** Goal of the exercise **
From the passage on surgical treatments for BPH, extract the text starting with "For decades, transurethral" and going on through "to six weeks.", copying it word for word.

** Excerpted passage **
● ● ● ● ● ● ●
For decades, transurethral resection of the prostate (TURP) has been the gold standard surgical treatment for benign prostatic hyperplasia (BPH). However, depending on surgeon experience, up to 25 percent of patients may experience some type of complication after TURP, including bleeding, hyponatremia, urinary incontinence and erectile dysfunction. TURP also subjects patients to risks inherent in any surgical procedure, as well as a hospital stay of one to four days and recovery time of four to six weeks.
Although laser ablation can provide swift symptom relief and quick recovery and minimize the risk of damage to healthy tissue, impotence or prolonged incontinence, some procedures may result in prostate swelling with temporary need for catheterization. Additionally, the long-term durability of ablative procedures has not been widely assessed, and there is a risk of prostate regrowth requiring repeat surgical intervention in some cases.
Holmium laser enucleation of the prostate (HoLEP) is a minimally invasive treatment for BPH. With the patient under general anesthesia, the surgeon uses the laser to enucleate the prostate gland tissue, leaving just the capsule in place. The surgeon pushes the excised prostate gland tissue into the bladder and then uses a morcellation device to grind up and remove the tissue.
● ● ● ● ● ● ●
(Items listed in a dataset)
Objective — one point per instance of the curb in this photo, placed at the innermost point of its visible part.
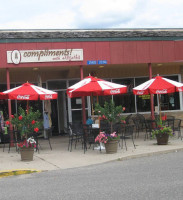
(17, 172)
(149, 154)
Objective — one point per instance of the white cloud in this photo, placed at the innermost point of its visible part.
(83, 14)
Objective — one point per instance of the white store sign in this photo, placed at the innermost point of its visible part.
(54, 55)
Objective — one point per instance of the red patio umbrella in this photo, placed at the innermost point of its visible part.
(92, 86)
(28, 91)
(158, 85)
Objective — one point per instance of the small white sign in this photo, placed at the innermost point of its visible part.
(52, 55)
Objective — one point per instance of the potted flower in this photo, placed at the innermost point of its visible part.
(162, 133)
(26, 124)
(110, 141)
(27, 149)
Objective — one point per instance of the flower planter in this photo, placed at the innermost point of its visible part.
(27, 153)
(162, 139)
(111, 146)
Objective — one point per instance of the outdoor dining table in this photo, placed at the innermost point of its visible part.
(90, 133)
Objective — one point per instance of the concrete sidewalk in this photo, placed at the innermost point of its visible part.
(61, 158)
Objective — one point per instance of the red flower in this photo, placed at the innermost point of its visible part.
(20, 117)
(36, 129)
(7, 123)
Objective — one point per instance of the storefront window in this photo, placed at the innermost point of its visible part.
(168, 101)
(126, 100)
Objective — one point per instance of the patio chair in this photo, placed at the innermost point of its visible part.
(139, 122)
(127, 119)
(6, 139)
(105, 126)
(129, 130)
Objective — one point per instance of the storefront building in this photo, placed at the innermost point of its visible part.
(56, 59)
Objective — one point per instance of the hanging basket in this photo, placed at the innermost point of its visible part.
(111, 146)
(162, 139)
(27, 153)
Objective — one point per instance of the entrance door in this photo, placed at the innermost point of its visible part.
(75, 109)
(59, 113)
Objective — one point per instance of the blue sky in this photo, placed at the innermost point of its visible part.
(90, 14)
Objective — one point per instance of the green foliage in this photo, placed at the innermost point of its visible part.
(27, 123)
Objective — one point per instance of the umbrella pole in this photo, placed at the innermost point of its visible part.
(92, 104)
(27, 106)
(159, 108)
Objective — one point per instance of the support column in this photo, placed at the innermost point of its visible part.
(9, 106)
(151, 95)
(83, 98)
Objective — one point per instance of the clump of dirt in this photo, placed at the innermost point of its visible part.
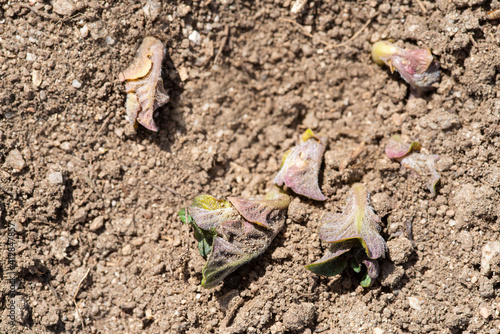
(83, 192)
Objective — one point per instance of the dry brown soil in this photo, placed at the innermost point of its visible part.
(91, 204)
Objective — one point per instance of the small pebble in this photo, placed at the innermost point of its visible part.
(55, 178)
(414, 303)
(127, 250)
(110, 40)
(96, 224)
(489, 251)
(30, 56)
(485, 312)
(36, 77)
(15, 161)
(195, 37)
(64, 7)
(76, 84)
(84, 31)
● ● ● ● ● ● ●
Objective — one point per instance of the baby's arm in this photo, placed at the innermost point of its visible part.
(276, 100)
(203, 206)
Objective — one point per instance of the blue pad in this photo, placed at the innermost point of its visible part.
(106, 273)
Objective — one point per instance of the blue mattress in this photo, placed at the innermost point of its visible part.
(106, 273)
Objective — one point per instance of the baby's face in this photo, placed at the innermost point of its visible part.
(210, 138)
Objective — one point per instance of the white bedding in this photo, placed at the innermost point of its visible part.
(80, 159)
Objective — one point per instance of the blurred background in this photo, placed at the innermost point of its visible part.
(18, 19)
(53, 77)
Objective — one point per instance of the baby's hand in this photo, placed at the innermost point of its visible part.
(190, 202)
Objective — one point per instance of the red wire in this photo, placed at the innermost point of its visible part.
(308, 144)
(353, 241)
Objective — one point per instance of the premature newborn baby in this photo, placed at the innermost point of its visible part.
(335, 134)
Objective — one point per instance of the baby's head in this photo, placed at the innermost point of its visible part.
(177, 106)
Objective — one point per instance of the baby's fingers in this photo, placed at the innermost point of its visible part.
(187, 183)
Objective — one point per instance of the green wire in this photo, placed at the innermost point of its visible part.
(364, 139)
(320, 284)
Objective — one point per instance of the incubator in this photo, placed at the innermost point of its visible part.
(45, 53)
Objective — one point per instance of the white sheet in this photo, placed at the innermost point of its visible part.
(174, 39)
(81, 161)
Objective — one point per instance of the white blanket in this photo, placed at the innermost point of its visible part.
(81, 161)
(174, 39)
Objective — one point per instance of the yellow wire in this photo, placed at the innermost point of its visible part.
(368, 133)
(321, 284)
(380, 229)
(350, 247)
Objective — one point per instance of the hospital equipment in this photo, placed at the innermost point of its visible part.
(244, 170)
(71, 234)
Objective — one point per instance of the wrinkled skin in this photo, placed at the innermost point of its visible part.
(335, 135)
● ● ● ● ● ● ●
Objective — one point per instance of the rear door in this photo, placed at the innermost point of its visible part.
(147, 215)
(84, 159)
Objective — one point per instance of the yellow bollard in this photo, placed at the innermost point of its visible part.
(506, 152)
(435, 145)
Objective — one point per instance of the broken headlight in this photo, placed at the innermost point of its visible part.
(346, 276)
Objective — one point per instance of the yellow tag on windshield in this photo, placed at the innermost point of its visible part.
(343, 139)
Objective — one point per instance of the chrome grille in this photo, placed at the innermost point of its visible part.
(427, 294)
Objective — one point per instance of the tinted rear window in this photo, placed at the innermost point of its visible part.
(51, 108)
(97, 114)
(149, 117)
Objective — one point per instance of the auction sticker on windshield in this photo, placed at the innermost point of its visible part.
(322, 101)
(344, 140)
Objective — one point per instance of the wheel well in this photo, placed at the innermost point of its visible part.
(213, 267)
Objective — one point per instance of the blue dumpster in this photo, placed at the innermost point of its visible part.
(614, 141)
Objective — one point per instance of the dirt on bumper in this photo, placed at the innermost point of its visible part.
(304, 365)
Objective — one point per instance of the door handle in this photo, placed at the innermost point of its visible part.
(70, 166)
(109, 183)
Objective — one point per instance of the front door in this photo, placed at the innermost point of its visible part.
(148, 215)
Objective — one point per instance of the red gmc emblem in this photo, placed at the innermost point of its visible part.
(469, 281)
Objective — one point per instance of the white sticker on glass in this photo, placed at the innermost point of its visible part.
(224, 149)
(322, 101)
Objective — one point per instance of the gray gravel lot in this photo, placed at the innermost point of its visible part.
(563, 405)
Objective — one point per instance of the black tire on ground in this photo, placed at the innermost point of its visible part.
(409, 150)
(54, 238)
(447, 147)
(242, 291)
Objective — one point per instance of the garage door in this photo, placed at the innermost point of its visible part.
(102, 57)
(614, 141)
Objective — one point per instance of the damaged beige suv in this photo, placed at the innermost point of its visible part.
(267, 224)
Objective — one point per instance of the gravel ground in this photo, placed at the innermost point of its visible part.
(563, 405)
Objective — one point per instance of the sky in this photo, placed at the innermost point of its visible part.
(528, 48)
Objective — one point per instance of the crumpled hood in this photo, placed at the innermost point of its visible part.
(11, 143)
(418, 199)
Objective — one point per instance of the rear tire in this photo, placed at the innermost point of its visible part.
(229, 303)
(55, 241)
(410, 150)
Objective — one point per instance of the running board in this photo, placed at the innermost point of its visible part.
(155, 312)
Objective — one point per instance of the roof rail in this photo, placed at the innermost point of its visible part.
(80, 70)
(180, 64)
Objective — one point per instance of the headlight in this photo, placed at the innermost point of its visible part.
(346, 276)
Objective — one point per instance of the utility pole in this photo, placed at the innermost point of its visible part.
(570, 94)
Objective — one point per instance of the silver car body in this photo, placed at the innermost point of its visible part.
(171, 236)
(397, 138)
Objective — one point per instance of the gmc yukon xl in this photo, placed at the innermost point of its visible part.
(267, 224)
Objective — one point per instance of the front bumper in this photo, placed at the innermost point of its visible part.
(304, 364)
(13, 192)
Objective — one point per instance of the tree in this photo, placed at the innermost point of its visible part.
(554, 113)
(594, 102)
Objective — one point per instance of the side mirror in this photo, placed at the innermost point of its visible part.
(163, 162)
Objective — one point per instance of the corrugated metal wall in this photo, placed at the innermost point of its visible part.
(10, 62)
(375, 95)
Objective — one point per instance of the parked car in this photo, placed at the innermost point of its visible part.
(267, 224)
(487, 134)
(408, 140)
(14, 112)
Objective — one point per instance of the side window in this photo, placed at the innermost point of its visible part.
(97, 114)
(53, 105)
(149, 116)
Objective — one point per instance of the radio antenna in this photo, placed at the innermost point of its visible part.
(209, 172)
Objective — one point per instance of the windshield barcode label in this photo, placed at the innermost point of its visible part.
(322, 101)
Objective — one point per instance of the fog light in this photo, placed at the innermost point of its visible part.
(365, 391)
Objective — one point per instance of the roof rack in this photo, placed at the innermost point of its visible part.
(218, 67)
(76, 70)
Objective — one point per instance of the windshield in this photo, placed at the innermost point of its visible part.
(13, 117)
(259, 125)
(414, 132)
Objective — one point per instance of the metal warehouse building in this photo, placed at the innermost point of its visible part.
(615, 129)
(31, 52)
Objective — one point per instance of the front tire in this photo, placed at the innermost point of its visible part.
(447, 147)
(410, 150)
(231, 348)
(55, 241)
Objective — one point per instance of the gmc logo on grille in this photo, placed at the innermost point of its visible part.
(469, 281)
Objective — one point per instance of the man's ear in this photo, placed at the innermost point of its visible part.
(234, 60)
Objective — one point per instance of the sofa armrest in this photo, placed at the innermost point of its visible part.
● ● ● ● ● ● ●
** Solved exercise **
For decades, transurethral resection of the prostate (TURP) has been the gold standard surgical treatment for benign prostatic hyperplasia (BPH). However, depending on surgeon experience, up to 25 percent of patients may experience some type of complication after TURP, including bleeding, hyponatremia, urinary incontinence and erectile dysfunction. TURP also subjects patients to risks inherent in any surgical procedure, as well as a hospital stay of one to four days and recovery time of four to six weeks.